DOCUMENT EXTRACT –
Is it possible for a user to read stale values if a particular cpu is in
an extended cede? Is it possible to use smp_call_function_single() to
force the cpu out of idle?

- Naveen

2019-12-05 17:26:00

by Naveen N. Rao

[permalink] [raw]
Subject: Re: [PATCH 0/3] pseries: Track and expose idle PURR and SPURR ticks

Hi Nathan,

Nathan Lynch wrote:
> Hi Kamalesh,
>
> Kamalesh Babulal <[email protected]> writes:
>> On 12/5/19 3:54 AM, Nathan Lynch wrote:
>>> "Gautham R. Shenoy" <[email protected]> writes:
>>>>
>>>> Tools such as lparstat which are used to compute the utilization need
>>>> to know [S]PURR ticks when the cpu was busy or idle. The [S]PURR
>>>> counters are already exposed through sysfs. We already account for
>>>> PURR ticks when we go to idle so that we can update the VPA area. This
>>>> patchset extends support to account for SPURR ticks when idle, and
>>>> expose both via per-cpu sysfs files.
>>>
>>> Does anything really want to use PURR instead of SPURR? Seems like we
>>> should expose only SPURR idle values if possible.
>>>
>>
>> lparstat is one of the consumers of PURR idle metric
>> (https://groups.google.com/forum/#!topic/powerpc-utils-devel/fYRo69xO9r4).
>> Agree, on the argument that system utilization metrics based on SPURR
>> accounting is accurate in comparison to PURR, which isn't proportional to
>> CPU frequency. PURR has been traditionally used to understand the system
>> utilization, whereas SPURR is used for understanding how much capacity is
>> left/exceeding in the system based on the current power saving mode.
>
> I'll phrase my question differently: does SPURR complement or supercede
> PURR? You seem to be saying they serve different purposes. If PURR is
> actually useful rather then vestigial then I have no objection to
> exposing idle_purr.

SPURR complements PURR, so we need both. SPURR/PURR ratio helps provide
an indication of the available headroom in terms of core resources, at
maximum frequency.


- Naveen

2019-12-06 09:16:15

by Naveen N. Rao

[permalink] [raw]
Subject: Re: [PATCH 0/3] pseries: Track and expose idle PURR and SPURR ticks

Naveen N. Rao wrote:
> Hi Nathan,
>
> Nathan Lynch wrote:
>> Hi Kamalesh,
>>
>> Kamalesh Babulal <[email protected]> writes:
>>> On 12/5/19 3:54 AM, Nathan Lynch wrote:
>>>> "Gautham R. Shenoy" <[email protected]> writes:
>>>>>
>>>>> Tools such as lparstat which are used to compute the utilization need
>>>>> to know [S]PURR ticks when the cpu was busy or idle. The [S]PURR
>>>>> counters are already exposed through sysfs. We already account for
>>>>> PURR ticks when we go to idle so that we can update the VPA area. This
>>>>> patchset extends support to account for SPURR ticks when idle, and
>>>>> expose both via per-cpu sysfs files.

EXCERPTED DATA –
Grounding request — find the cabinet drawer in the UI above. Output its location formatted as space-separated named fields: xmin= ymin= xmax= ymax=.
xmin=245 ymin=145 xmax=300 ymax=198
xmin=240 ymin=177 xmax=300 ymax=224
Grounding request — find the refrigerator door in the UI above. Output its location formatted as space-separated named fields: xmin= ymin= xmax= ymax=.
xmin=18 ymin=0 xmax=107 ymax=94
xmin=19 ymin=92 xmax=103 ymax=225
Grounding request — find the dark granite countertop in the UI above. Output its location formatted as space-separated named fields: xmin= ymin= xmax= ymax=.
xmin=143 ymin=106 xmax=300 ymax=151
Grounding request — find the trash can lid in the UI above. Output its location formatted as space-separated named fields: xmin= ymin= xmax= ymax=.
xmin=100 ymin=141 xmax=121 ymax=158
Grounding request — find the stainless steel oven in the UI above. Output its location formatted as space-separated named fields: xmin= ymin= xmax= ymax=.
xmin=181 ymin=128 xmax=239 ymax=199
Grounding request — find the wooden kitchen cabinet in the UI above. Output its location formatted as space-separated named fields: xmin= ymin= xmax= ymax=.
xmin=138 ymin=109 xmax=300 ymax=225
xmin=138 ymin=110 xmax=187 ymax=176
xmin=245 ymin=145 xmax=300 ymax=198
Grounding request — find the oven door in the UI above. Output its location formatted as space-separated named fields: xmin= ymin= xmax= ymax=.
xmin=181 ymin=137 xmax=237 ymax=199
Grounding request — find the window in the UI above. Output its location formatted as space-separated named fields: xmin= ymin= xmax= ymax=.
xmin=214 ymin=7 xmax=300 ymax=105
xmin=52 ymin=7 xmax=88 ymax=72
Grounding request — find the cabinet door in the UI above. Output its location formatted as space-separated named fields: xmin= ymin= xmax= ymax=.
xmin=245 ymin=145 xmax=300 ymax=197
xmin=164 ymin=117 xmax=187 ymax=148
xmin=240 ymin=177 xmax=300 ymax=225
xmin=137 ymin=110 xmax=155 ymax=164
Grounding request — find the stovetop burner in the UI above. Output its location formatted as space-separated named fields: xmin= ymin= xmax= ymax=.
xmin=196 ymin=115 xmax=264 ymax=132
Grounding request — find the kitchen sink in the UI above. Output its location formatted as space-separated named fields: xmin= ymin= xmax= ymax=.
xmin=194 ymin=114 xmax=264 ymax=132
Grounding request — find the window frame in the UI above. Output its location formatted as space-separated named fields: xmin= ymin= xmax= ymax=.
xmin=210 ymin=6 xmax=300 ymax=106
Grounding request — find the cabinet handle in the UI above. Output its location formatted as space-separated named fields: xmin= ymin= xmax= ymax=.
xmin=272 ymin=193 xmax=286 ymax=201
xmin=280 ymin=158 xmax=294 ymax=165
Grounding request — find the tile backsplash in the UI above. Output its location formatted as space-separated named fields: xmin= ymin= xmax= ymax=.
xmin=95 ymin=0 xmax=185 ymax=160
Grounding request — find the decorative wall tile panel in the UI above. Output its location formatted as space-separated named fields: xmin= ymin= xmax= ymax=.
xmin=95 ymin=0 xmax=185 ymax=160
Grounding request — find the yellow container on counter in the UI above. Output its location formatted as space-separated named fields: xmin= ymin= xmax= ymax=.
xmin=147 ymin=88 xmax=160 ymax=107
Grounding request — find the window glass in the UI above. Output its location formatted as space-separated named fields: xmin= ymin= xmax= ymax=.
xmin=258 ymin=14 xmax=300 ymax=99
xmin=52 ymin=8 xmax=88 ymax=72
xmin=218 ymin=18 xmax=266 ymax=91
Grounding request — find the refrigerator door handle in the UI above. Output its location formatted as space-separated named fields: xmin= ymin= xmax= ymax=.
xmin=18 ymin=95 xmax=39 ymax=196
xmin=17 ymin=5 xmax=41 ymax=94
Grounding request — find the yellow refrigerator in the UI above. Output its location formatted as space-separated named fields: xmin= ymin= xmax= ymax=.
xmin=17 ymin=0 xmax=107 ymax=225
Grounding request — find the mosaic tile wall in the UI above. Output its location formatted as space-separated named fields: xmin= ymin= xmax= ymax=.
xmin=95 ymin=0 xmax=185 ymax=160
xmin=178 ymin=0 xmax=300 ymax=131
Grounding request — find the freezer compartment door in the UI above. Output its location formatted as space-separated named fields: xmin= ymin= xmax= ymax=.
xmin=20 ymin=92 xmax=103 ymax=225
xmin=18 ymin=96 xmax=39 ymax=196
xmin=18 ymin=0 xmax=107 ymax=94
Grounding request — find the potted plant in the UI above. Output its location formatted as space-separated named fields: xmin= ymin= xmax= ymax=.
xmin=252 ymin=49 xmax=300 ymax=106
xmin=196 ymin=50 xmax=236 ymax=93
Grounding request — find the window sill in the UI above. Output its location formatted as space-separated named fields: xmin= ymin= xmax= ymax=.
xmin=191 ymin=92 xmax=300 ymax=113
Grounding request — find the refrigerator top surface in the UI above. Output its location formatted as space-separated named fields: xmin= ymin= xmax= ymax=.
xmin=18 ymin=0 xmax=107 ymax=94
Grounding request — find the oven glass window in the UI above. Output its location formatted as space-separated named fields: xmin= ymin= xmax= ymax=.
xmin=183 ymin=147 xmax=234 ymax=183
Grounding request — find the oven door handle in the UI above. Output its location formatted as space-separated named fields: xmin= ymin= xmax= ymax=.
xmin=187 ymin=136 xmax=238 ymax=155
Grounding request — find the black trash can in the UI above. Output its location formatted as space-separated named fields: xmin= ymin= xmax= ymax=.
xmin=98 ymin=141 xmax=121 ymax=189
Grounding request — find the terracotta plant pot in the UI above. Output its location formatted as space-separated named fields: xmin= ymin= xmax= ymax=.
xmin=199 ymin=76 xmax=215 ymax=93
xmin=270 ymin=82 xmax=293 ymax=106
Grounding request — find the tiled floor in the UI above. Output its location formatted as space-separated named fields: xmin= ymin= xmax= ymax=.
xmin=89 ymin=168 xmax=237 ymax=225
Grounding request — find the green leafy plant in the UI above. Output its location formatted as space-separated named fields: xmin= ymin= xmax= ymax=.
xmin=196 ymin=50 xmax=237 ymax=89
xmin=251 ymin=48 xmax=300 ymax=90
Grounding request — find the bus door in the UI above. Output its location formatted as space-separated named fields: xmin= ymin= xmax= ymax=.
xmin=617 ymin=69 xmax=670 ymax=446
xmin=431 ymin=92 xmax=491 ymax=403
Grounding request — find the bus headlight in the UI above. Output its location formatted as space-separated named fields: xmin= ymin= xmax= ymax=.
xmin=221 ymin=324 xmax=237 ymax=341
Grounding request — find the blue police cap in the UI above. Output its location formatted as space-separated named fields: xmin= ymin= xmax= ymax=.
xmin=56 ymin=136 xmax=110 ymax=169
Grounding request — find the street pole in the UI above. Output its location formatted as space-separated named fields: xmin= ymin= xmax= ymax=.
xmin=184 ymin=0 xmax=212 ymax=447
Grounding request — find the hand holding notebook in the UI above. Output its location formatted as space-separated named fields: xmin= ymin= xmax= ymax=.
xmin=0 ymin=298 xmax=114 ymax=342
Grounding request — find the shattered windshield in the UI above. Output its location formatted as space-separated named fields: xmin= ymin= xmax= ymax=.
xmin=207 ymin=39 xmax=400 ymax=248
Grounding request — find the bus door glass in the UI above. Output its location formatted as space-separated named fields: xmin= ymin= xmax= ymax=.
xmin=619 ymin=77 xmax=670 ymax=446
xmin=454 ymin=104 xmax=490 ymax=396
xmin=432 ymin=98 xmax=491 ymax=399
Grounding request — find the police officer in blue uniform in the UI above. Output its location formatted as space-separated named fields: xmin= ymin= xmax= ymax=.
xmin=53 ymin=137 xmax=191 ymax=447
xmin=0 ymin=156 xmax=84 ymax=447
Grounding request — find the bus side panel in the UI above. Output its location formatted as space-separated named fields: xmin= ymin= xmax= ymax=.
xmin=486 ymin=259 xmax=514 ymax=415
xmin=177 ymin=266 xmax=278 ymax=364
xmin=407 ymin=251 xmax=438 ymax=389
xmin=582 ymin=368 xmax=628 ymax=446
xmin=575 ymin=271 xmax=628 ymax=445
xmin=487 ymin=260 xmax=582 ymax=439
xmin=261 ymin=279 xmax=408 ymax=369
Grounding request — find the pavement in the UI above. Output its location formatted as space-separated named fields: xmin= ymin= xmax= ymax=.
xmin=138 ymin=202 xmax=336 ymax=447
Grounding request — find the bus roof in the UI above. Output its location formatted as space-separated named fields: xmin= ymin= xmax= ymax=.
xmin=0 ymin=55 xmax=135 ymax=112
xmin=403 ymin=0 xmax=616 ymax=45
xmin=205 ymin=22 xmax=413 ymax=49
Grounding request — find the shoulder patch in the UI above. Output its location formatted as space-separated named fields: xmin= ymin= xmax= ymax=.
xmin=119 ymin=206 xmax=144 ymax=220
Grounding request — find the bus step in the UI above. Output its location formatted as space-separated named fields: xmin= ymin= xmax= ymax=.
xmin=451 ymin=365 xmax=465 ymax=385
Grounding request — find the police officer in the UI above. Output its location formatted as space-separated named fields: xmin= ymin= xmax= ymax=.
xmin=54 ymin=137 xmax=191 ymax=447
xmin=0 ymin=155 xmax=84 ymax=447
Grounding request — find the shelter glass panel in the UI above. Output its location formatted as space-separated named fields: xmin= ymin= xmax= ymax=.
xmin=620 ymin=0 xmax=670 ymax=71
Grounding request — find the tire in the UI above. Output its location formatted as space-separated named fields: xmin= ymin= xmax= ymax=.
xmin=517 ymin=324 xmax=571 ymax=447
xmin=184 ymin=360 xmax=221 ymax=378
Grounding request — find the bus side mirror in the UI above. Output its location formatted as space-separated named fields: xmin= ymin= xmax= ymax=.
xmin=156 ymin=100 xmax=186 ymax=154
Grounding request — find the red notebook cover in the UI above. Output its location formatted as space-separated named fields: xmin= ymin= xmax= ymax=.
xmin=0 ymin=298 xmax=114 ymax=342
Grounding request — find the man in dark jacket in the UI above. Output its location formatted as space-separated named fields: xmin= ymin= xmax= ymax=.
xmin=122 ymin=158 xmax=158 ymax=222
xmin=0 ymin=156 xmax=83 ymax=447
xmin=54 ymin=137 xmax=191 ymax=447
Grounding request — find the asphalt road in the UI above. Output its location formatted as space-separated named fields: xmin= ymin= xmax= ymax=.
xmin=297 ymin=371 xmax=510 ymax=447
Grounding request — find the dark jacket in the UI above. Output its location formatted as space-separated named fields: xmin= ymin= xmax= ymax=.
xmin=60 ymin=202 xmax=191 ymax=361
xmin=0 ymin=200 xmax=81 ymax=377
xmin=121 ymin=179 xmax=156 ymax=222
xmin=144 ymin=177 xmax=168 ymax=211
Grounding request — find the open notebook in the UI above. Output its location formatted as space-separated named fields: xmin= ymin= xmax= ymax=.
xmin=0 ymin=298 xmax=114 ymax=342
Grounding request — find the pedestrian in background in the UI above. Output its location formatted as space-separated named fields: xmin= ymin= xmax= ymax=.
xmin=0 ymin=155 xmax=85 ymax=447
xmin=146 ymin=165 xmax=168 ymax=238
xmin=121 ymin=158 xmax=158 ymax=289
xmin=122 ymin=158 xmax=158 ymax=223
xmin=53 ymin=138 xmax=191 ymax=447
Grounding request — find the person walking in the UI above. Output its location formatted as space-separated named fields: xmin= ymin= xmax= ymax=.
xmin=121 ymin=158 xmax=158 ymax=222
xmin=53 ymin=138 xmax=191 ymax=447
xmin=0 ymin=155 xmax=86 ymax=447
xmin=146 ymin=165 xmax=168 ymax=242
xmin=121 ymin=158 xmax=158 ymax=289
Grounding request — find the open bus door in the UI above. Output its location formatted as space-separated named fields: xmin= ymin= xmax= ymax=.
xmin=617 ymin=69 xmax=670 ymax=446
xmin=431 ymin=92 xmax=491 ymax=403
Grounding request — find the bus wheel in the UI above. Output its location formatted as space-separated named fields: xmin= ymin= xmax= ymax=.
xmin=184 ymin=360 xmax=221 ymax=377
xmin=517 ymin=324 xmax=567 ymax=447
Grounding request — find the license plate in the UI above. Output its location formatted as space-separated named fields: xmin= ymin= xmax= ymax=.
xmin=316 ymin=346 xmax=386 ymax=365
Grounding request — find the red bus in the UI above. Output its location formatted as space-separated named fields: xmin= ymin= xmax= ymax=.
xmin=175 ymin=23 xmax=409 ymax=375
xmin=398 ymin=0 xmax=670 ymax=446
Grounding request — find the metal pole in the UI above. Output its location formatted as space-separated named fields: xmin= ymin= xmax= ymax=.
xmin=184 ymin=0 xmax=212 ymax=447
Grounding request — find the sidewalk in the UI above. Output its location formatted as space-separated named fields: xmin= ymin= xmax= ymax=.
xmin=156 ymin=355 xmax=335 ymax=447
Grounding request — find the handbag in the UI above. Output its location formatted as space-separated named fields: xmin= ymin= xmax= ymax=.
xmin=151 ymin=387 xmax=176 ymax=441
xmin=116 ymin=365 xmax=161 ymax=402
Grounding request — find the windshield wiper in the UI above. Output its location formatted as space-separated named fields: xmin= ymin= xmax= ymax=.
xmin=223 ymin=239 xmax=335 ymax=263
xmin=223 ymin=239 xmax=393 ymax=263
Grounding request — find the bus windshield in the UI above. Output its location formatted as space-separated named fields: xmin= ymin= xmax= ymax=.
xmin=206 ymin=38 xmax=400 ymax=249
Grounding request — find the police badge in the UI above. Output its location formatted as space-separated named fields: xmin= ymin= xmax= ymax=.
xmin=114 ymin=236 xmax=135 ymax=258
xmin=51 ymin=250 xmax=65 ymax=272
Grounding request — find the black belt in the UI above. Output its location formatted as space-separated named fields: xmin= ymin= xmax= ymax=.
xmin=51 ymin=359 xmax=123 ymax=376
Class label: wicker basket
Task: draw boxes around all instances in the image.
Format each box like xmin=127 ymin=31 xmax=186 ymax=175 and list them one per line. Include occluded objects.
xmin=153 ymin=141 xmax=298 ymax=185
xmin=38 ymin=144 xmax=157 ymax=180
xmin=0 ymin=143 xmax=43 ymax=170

REQUIRED TASKS –
1. In three sentences, what does the mailing-list thread on idle PURR and SPURR ticks say?
2. Can you reproduce the mailing-list thread on idle PURR and SPURR ticks word for word, from "Is it possible for" up to and including "out of idle?"?
3. Could you resume the mailing-list thread on idle PURR and SPURR ticks from the point where it stops?

ANSWERS TO THE PROBLEMS –
1. A patchset extends idle accounting to SPURR ticks and exposes both PURR and SPURR idle values through per-cpu sysfs files, because tools such as lparstat need to know those ticks for busy and idle time. When Nathan Lynch asks whether anything needs PURR rather than SPURR, Kamalesh Babulal notes that lparstat consumes the PURR idle metric and that PURR has traditionally been used for system utilization, while SPURR shows how much capacity is left or exceeded under the current power saving mode. Naveen N. Rao answers that SPURR complements PURR, so both are needed, and that their ratio indicates the available headroom in core resources at maximum frequency.

2.
Is it possible for a user to read stale values if a particular cpu is in
an extended cede? Is it possible to use smp_call_function_single() to
force the cpu out of idle?

3.
>>>>
>>>> Does anything really want to use PURR instead of SPURR? Seems like we
>>>> should expose only SPURR idle values if possible.
>>>>
>>>
>>> lparstat is one of the consumers of PURR idle metric
>>> (https://groups.google.com/forum/#!topic/powerpc-utils-devel/fYRo69xO9r4).
>>> Agree, on the argument that system utilization metrics based on SPURR
>>> accounting is accurate in comparison to PURR, which isn't proportional to
>>> CPU frequency. PURR has been traditionally used to understand the system
>>> utilization, whereas SPURR is used for understanding how much capacity is
>>> left/exceeding in the system based on the current power saving mode.
>>
>> I'll phrase my question differently: does SPURR complement or supercede
>> PURR? You seem to be saying they serve different purposes. If PURR is
>> actually useful rather then vestigial then I have no objection to
>> exposing idle_purr.
>
> SPURR complements PURR, so we need both. SPURR/PURR ratio helps provide
> an indication of the available headroom in terms of core resources, at
> maximum frequency.

Re-reading this today morning, I realize that this isn't entirely
accurate. SPURR alone is sufficient to understand core resource
utilization.

Kamalesh is using PURR to display non-normalized utilization values
(under 'actual' column), as reported by lparstat on AIX. I am not
entirely sure if it is ok to derive these based on the SPURR busy/idle
ratio.

- Naveen

2020-02-03 06:42:38

by Gautham R Shenoy

[permalink] [raw]
Subject: Re: [PATCH 2/3] powerpc/sysfs: Show idle_purr and idle_spurr for every CPU

Hello Nathan,


On Wed, Dec 04, 2019 at 04:24:31PM -0600, Nathan Lynch wrote:
> "Gautham R. Shenoy" <[email protected]> writes:
> > @@ -1067,6 +1097,8 @@ static int __init topology_init(void)
> > register_cpu(c, cpu);
> >
> > device_create_file(&c->dev, &dev_attr_physical_id);
> > + if (firmware_has_feature(FW_FEATURE_SPLPAR))
> > + create_idle_purr_spurr_sysfs_entry(&c->dev);
>
> Architecturally speaking PURR/SPURR aren't strongly linked to the PAPR
> SPLPAR option, are they? I'm not sure it's right for these attributes to
> be absent if the platform does not support shared processor mode.

Doesn't FW_FEATURE_SPLPAR refer to all Pseries guests ? It is perhaps
incorrectly named, but from the other uses in the kernel, it seems to
indicate that we are running as a guest instead of on a bare-metal
system.

--
Thanks and Regards
gautham.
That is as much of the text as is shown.